*** DOCUMENT TEXT

Hi VG team,
I’m working on constructing a pangenome graph for Anelloviridae. My goal is the following:
1. Circularize each individual genome (using vg circularize).
2. Embed an ORF1 path in each graph via vg map + vg augment.
3. Combine all those augmented graphs into a single unified reference (vg combine), and then:
4. Map metagenomic reads against this global reference.
However, I’m running into several issues during the process. Here’s a simplified summary of the commands I’m using:
Graph creation per sample (in loop):
vg construct -r sample.fasta > sample.vg
vg paths -Lv sample.vg > sample.paths
vg circularize sample.vg -P sample.paths > sample.circ.vg
vg index -x sample.circ.xg sample.circ.vg
vg gbwt -x sample.circ.xg -o sample.circ.gbwt -P --pass-paths
vg index -g sample.circ.gcsa sample.circ.xg
vg convert -p sample.circ.xg > sample.circ.pg
vg map -F ORF1.fasta -x sample.circ.xg -g sample.circ.gcsa -m long > sample.orf1.gam
vg augment -i sample.circ.pg sample.orf1.gam > sample_wORF1.vg
Then I sanitize and prefix all paths and run:
vg combine *_wORF1_prefixed.gfa > combined.vg
vg convert -f combined.vg > combined.gfa
gfaffix combined.gfa -o combined.fix.gfa
vg convert -f combined.fix.gfa -p > combined.pg
vg index -x combined.xg combined.pg
vg gbwt -x combined.xg -o combined.gbwt -P --pass-paths
vg prune -u -g combined.gbwt -k 31 -m combined.node_mapping combined.pg > combined.pruned.vg
vg index -g combined.gcsa -f combined.node_mapping combined.pruned.vg
In some cases, I get errors like:
InputGraph::InputGraph(): Cannot open node mapping file All_anelloviridae_2.node_mapping
I think cannot find paths in graph
In other cases, I get an error related with duplicate path name found in graph even after prefixing each path with the sample name during vg combine.

******
*** GIVEN RECORDS

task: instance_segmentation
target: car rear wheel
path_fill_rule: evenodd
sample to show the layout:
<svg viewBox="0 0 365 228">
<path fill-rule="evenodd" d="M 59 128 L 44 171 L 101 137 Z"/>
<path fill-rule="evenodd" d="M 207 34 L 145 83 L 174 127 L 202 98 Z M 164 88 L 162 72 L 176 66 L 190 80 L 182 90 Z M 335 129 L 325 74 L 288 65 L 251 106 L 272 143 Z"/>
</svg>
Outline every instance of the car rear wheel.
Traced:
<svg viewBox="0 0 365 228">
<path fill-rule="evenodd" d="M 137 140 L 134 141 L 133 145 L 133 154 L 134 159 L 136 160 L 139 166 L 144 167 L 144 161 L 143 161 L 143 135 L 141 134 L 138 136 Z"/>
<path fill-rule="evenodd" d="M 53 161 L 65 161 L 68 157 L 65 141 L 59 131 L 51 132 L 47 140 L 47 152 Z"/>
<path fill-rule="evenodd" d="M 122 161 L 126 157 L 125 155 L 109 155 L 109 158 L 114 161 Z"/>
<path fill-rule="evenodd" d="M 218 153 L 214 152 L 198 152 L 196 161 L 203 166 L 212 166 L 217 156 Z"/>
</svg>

******

■ **EXERCISES TO COMPLETE**:
1. In the Anelloviridae pangenome post, what k value is passed to vg prune?
2. List every step of the goal set out in the Anelloviridae pangenome post.
3. Please pick up the Anelloviridae pangenome post after its last sentence and carry it on.

■ **TASK-BY-TASK OUTPUTS**:
1. 31

2.
1. Circularize each individual genome (using vg circularize).
2. Embed an ORF1 path in each graph via vg map + vg augment.
3. Combine all those augmented graphs into a single unified reference (vg combine).
4. Map metagenomic reads against this global reference.

3.
I’ve confirmed that: • Path names are unique (I overwrite with sample_ prefix using awk). • Each *_wORF1.vg has a proper embedded path. • The ORF1 is always mapped and augmented correctly.
Questions: • Is this the correct sequence for building a circular multi-sample graph with embedded ORF1 paths? • Should I embed ORF1 before or after circularization? • Does vg combine preserve embedded paths in a way that vg gbwt can consume safely? • Is there a recommended way to ensure vg gbwt doesn’t complain about duplicate or missing paths after vg combine?
Any suggestions or clarifications would be appreciated. I’m happy to provide example files if useful.
Thanks,
Flor @florenmartino
That error is caused by a simple failure to open that file (which is created in the
vg prune
). Usually, that results from a typo in the file name or from inadequate permissions to read the file, although there are more exotic causes as well.Using your strategy of mapping in the ORFs, I think you are right to do it after circularizing. Otherwise you won't be able to align ORFs that cross the 0 position on the FASTA sequence.
Regarding the path names and
vg combine
, I don't think there should be any issue as long as the path names are unique. Did you also check to ensure that the sequence names in the FASTAs are unique?